Records excerpted from a collection:
——

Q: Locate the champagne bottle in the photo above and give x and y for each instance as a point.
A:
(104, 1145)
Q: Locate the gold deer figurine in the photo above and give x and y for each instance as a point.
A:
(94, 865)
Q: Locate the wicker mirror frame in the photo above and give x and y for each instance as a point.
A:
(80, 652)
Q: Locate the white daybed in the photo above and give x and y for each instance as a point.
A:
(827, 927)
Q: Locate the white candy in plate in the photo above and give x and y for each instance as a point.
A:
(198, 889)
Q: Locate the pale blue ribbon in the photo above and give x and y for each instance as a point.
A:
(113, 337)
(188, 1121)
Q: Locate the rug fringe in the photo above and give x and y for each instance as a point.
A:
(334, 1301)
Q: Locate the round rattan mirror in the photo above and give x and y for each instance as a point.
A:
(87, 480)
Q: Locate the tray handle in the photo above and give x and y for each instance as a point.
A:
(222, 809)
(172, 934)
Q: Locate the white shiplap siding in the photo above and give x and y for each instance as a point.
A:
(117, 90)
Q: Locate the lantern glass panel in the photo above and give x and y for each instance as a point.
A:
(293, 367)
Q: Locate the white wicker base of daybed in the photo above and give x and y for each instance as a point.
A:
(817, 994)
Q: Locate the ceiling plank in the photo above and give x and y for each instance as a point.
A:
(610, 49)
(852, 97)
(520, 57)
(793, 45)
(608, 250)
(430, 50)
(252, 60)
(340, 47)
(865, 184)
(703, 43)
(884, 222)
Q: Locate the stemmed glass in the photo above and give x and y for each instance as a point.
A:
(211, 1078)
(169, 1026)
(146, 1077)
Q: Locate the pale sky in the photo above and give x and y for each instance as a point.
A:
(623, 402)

——

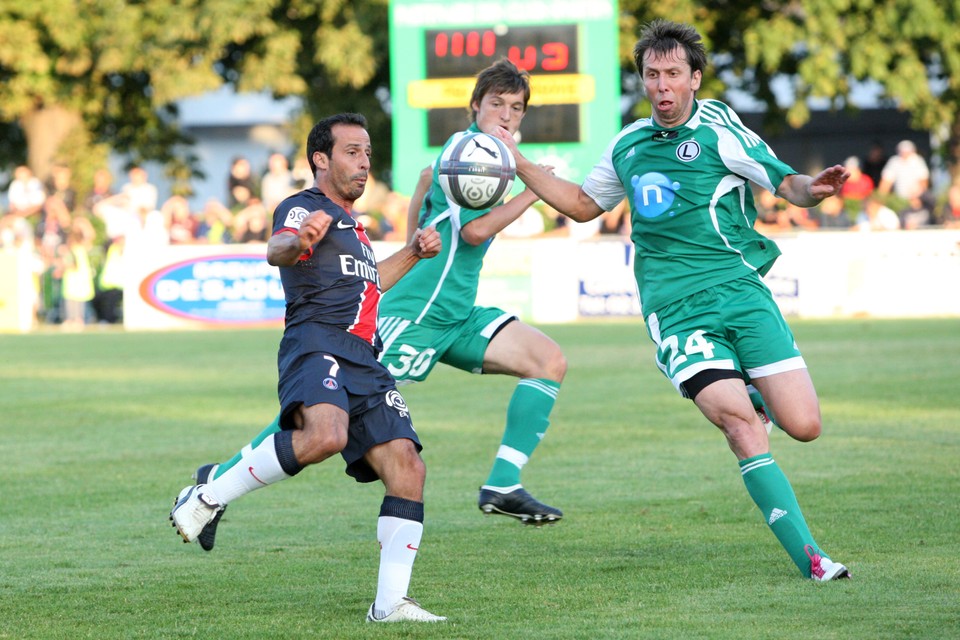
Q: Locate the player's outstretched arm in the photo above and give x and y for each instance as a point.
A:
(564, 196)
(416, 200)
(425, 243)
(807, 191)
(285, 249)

——

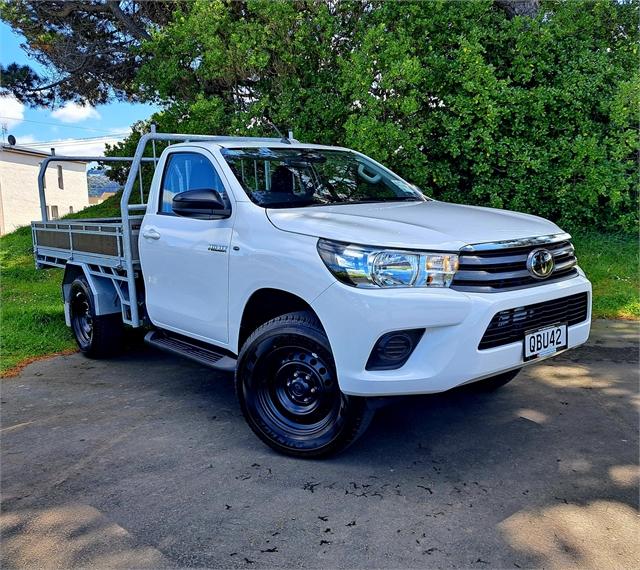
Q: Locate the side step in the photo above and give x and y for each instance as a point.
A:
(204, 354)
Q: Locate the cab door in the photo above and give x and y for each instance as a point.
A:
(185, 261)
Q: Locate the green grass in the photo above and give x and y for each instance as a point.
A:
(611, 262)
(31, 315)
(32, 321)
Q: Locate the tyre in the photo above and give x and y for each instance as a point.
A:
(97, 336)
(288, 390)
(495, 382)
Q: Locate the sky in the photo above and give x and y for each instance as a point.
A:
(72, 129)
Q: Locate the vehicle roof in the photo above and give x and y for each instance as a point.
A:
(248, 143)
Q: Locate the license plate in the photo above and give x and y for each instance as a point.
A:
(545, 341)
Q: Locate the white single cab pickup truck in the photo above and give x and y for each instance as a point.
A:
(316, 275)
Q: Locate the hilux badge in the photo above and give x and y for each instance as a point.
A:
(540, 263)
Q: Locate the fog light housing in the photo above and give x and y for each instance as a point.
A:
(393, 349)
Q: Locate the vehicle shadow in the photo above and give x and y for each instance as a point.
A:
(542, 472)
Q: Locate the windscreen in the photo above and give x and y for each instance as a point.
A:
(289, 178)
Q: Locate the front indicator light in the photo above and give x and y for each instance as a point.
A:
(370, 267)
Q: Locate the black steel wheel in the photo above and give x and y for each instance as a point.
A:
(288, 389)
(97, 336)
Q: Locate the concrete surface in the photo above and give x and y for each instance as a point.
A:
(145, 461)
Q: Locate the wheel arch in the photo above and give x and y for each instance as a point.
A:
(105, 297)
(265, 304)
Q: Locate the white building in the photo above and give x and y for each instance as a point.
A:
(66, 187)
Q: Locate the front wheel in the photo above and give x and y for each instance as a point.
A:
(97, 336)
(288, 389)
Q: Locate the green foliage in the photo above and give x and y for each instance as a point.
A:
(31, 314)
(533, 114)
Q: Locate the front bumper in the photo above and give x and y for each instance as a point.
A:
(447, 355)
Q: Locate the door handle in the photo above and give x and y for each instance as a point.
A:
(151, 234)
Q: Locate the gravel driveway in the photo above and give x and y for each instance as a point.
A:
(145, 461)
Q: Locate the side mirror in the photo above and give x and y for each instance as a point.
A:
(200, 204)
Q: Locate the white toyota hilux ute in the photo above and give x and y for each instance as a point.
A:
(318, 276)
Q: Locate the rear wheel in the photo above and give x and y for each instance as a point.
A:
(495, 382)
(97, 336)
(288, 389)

——

# ACTIVITY
Check the entries above for the word "glass" and copy every line where it turns up.

# RESULT
Q: Locate the lantern glass panel in the photo above and give x and y for each instance as a point.
Q: Locate the stemmed glass in the photo above and give x and y for each instance as a point.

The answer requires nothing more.